+++ Dataset extract

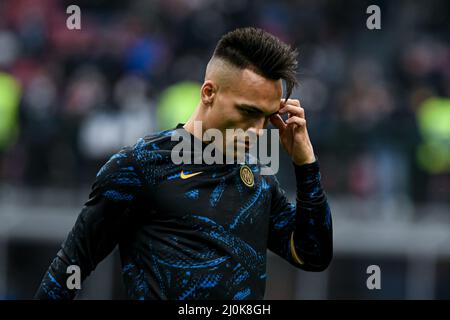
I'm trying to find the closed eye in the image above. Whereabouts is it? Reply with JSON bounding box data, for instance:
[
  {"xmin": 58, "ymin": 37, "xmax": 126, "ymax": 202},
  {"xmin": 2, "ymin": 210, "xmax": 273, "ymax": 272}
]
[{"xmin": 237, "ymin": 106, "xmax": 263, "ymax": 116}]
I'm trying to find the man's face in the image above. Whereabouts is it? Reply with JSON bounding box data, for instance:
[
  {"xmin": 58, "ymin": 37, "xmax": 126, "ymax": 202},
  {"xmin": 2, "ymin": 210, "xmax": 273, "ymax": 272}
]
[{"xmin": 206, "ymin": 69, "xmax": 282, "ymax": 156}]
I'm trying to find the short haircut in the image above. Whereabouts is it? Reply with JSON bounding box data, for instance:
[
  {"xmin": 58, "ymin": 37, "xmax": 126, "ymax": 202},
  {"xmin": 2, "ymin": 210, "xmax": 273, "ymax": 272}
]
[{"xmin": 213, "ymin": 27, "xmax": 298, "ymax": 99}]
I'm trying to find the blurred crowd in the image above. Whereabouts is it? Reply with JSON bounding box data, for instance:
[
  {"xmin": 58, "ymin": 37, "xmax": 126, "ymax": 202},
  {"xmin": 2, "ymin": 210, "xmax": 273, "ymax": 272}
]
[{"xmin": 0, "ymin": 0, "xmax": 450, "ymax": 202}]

++++++
+++ Dataset extract

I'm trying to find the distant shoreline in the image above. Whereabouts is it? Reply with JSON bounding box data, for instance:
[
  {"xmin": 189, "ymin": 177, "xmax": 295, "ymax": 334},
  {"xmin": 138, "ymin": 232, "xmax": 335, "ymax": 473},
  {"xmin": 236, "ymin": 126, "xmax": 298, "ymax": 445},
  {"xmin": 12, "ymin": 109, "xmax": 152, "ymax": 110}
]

++++++
+++ Dataset extract

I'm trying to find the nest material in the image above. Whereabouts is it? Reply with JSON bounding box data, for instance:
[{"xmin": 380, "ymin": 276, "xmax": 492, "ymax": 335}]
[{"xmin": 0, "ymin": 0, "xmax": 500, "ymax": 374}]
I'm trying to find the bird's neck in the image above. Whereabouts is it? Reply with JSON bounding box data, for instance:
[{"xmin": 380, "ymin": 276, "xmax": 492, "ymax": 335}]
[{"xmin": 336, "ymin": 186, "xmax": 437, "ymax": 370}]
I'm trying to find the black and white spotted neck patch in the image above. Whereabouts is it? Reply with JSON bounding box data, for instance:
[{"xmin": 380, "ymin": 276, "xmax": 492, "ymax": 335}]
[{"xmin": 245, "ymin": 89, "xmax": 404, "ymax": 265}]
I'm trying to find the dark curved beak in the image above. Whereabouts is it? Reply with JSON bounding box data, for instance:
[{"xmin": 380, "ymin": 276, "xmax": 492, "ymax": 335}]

++++++

Extract each line of the records above that contains the string "neck", and copy those lines out. Case counts when matching.

> _Correct answer_
I'm trying to find the bird's neck in the image above. Whereabouts is it? Reply with JSON bounding box data, for instance:
I'm trying to find the black and white spotted neck patch in the image above. Whereabouts is it? Reply with JSON bounding box data, for instance:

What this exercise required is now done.